- [What you need to do]
A) Reproduce the passage of the piece on temp file leaks that falls between "Temp file leaks" and "will fail mid-job.", inclusive, keeping its wording unchanged.
B) Write out every line of the listing word for word. Omit the pictures from your copy.
==== Text to read
Temp file leaks

A temp file is a guest, not a tenant — if nobody shows it the door, it stays forever.

The idea

Lots of jobs write a scratch file: an upload buffer, a resized image, a render of a PDF. The plan is always “use it, then delete it.” But when a request throws an exception between creating the file and deleting it, the delete never runs. The file is orphaned on disk.

One orphan is harmless. A leak is the same bug repeating thousands of times a day. Disk usage creeps up, inodes run out, and one morning the partition is full — and the service that mattered can no longer write. The fix is to make cleanup guaranteed, not best-effort: tie the file's lifetime to a scope that always unwinds.

/tmp directory Disk used 0 of 12 slots used
Pick a cleanup strategy, then press Play to run 8 requests. Some will fail mid-job.

How it works

The leaky version deletes only on the happy path, so any exception skips the delete. The robust version binds the temp file to a scope that the language guarantees will unwind — a with block, try/finally, or a self-deleting temp handle. When the scope exits, normally or by exception, the file is removed.
========
==== Data
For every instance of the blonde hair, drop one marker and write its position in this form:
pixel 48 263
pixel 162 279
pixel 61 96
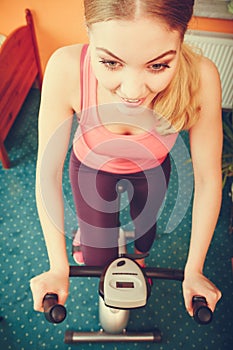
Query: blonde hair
pixel 177 104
========
- [Results by task]
A)
Temp file leaks

A temp file is a guest, not a tenant — if nobody shows it the door, it stays forever.

The idea

Lots of jobs write a scratch file: an upload buffer, a resized image, a render of a PDF. The plan is always “use it, then delete it.” But when a request throws an exception between creating the file and deleting it, the delete never runs. The file is orphaned on disk.

One orphan is harmless. A leak is the same bug repeating thousands of times a day. Disk usage creeps up, inodes run out, and one morning the partition is full — and the service that mattered can no longer write. The fix is to make cleanup guaranteed, not best-effort: tie the file's lifetime to a scope that always unwinds.

/tmp directory Disk used 0 of 12 slots used
Pick a cleanup strategy, then press Play to run 8 requests. Some will fail mid-job.

B)
For every instance of the blonde hair, drop one marker and write its position in this form:
pixel 48 263
pixel 162 279
pixel 61 96
Query: blonde hair
pixel 177 104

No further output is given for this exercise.